Aim >>
Locate every line in the items below that contains the word "green" and copy each of those lines.

────────────────

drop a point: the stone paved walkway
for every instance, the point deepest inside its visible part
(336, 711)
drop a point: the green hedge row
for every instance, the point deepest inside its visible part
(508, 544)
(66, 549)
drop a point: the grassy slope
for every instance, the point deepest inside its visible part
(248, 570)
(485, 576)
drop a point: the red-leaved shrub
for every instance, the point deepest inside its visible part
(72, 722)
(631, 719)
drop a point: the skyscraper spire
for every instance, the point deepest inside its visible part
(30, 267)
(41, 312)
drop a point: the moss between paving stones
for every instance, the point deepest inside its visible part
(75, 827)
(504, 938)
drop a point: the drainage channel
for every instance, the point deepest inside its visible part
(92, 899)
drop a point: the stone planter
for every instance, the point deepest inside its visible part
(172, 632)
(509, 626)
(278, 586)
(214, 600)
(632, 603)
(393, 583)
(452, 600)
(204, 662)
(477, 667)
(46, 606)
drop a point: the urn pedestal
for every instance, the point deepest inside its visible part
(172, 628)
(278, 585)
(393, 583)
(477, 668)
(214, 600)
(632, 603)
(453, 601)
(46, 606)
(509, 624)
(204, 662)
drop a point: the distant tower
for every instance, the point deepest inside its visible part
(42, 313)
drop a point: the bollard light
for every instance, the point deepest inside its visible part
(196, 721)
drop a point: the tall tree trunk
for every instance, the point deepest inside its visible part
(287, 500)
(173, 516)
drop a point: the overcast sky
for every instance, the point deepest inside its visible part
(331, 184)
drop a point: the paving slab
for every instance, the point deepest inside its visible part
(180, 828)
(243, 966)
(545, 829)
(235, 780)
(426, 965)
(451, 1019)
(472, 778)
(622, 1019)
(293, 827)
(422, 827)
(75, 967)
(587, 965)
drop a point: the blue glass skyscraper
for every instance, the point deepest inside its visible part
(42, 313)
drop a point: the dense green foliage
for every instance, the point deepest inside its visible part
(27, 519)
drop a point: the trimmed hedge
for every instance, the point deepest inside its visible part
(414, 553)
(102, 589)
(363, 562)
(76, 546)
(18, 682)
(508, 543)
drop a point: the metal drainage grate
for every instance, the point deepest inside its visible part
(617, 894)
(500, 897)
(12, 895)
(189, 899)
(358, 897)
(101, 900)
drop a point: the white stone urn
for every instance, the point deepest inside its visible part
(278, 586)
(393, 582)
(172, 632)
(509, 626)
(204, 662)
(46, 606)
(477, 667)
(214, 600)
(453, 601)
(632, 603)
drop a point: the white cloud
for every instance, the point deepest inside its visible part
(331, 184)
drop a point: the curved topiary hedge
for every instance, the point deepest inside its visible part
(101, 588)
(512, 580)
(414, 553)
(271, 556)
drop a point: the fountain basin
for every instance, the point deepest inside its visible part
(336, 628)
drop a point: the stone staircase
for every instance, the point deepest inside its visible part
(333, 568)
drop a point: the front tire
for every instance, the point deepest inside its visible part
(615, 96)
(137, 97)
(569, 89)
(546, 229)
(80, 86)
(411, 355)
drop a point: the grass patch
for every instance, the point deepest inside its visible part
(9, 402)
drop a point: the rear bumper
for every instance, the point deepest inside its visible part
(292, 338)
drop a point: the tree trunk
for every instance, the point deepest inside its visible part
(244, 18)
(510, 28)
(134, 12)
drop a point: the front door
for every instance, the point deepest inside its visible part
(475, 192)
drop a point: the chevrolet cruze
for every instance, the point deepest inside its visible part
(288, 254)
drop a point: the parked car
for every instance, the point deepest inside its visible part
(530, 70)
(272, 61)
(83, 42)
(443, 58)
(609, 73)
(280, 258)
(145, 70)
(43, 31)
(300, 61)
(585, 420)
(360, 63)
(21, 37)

────────────────

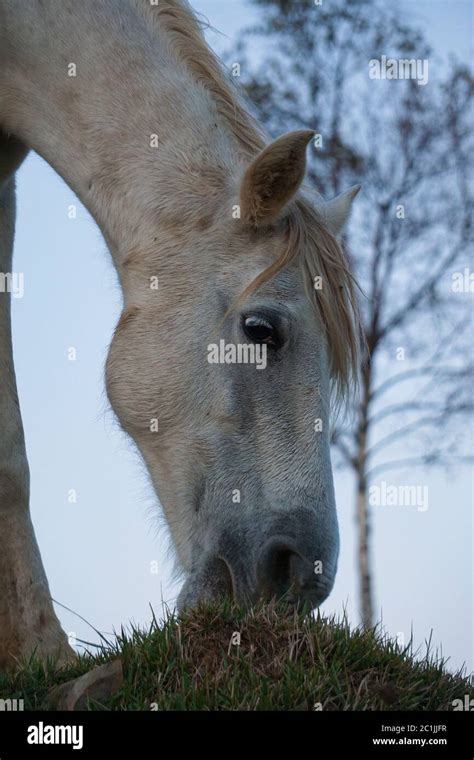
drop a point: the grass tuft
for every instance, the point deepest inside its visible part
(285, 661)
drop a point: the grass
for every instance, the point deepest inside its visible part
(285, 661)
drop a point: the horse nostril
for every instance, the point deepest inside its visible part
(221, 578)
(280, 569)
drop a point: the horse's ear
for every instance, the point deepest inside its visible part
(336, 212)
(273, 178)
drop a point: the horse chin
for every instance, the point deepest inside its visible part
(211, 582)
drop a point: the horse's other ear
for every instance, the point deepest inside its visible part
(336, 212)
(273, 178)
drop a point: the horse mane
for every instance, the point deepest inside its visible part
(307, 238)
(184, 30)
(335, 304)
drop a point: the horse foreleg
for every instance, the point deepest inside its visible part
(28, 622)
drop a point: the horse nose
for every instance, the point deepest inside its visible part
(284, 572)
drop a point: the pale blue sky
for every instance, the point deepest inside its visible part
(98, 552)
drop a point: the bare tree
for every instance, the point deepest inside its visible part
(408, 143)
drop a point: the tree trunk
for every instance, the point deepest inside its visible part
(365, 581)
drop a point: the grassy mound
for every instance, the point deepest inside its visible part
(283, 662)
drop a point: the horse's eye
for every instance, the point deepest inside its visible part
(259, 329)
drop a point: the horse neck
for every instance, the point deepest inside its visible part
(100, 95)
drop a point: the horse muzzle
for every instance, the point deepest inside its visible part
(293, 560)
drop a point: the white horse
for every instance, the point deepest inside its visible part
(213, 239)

────────────────

Full output >>
drop a point: the green hedge row
drop a point: the dense green foliage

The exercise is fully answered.